The Aussie daredevil Valentino Guseli targeting Winter Olympics history with triple event
Australian snowboarder Valentino Guseli is used to pushing boundaries on the slopes but come February, the daredevil will chase Winter Olympics history, something his peers deem insane.
In a sport where it sometimes helps to be a little crazy, Australian snowboarder Valentino Guseli is hellbent on doing something everyone else reckons is insane.
Olympic snowboarders pride themselves on pushing the boundaries, attempting outrageous tricks that mere mortals would never think of, let alone carry through.
Their stunts are often so wild and dangerous that even the very best competitors stick to one - or at most two - different events, to protect their safety as much as their sanity.
But not Guseli. The 20-year-old daredevil from the New South Wales south coast is spurning the easy approach for something out of the ordinary.
At next year’s Milano Cortina Winter Olympics, Guseli intends to compete in all three snowboard disciplines: half-pipe, slopestyle and big air.
His reason? He can’t pick between them.
“Lots of people, well everyone basically in my sport, specialises in either slopestyle, big air, or half pipe,” he told Code sports.
“There’s very few riders that try and compete in everything. I can’t decide which one I like the most, so I just kept doing them all.”
No male snowboarder has ever entered three events at the Olympics but Guseli is not your typical snowboarder.

### Record set
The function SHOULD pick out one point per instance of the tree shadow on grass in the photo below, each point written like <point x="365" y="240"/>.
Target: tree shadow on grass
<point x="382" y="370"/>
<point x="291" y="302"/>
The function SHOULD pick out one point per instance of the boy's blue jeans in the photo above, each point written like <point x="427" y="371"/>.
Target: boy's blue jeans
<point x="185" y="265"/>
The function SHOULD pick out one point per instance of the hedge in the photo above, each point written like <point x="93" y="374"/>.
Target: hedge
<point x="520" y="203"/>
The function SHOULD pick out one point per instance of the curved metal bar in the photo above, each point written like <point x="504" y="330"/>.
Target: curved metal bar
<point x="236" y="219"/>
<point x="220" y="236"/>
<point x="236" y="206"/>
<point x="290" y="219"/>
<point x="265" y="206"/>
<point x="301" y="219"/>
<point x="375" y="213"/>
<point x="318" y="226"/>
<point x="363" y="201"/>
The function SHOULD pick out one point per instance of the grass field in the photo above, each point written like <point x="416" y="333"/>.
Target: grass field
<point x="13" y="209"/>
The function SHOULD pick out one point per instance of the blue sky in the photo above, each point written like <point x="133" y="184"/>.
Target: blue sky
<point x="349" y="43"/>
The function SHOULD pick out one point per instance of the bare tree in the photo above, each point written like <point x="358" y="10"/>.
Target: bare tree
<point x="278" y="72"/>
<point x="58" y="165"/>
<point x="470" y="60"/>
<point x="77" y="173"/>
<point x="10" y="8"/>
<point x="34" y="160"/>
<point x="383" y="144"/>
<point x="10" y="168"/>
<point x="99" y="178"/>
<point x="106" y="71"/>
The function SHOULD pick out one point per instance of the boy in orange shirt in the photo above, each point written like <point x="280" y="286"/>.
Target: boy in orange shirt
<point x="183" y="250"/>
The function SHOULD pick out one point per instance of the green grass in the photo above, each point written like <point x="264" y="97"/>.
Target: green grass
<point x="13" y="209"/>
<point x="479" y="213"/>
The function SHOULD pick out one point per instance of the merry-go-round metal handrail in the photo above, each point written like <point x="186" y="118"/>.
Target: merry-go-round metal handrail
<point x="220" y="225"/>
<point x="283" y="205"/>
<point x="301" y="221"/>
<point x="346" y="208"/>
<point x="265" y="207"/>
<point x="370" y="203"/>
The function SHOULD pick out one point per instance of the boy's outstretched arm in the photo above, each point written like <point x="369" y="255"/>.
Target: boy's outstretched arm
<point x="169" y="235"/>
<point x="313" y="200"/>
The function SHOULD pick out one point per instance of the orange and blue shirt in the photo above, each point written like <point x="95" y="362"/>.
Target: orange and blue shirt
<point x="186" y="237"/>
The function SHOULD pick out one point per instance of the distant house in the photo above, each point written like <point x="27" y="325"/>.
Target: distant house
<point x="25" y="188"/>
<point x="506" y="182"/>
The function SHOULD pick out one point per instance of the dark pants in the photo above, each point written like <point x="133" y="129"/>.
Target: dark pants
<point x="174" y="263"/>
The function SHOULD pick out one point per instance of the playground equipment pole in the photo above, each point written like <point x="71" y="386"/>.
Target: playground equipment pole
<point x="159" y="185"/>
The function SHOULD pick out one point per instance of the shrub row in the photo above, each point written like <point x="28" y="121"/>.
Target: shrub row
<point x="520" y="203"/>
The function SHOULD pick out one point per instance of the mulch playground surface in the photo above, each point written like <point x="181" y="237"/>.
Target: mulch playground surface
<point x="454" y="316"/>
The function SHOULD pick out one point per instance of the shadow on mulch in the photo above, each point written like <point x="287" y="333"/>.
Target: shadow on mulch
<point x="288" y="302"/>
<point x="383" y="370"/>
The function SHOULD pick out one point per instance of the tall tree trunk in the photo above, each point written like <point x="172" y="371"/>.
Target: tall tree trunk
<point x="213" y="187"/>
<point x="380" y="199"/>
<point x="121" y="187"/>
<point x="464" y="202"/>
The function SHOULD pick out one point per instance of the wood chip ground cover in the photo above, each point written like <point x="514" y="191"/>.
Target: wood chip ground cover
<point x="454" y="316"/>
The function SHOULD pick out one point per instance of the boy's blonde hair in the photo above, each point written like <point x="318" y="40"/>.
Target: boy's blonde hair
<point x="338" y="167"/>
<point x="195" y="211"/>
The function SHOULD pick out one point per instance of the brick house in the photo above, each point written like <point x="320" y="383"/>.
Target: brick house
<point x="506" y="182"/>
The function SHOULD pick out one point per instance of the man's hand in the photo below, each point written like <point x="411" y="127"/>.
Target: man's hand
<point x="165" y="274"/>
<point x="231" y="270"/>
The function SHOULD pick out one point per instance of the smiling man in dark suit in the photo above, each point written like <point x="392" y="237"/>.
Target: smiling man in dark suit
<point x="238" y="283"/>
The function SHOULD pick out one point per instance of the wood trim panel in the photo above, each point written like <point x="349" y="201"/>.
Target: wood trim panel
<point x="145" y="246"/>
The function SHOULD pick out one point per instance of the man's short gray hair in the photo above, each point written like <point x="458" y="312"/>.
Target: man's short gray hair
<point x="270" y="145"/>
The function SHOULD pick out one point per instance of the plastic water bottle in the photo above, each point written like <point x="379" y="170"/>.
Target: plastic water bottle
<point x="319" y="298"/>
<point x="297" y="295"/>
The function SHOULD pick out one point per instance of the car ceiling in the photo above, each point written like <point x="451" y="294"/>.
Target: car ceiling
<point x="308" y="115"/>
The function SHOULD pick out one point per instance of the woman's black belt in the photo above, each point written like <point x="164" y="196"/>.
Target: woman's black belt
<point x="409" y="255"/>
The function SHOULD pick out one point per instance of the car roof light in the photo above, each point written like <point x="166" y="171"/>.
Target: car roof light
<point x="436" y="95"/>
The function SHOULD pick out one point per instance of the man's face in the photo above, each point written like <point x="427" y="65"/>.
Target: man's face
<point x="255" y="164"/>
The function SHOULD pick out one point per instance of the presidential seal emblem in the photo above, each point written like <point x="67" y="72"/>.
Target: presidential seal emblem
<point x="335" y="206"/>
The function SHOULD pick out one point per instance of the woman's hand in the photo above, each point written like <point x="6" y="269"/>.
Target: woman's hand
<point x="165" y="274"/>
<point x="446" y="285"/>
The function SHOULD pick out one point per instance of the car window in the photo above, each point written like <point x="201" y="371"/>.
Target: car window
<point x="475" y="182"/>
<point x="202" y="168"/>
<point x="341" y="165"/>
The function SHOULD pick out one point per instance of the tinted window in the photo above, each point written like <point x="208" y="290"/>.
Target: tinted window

### Set of tasks
• A. Answer these questions using the article on Valentino Guseli, one answer per line and marked the same way.
(i) How old is Guseli?
(ii) At which Winter Olympics does he intend to compete?
(iii) What reason does he give for entering every snowboard discipline?
• B. List every snowboard discipline named in the article on Valentino Guseli.
• C. Reproduce the article on Valentino Guseli from "At next year’s" to "your typical snowboarder.".

### Answers for each item
• A.
(i) He is 20 years old.
(ii) The Milano Cortina Winter Olympics.
(iii) He can't pick between them or decide which one he likes the most.

• B. Half-pipe, slopestyle and big air.

• C.
At next year’s Milano Cortina Winter Olympics, Guseli intends to compete in all three snowboard disciplines: half-pipe, slopestyle and big air.
His reason? He can’t pick between them.
“Lots of people, well everyone basically in my sport, specialises in either slopestyle, big air, or half pipe,” he told Code sports.
“There’s very few riders that try and compete in everything. I can’t decide which one I like the most, so I just kept doing them all.”
No male snowboarder has ever entered three events at the Olympics but Guseli is not your typical snowboarder.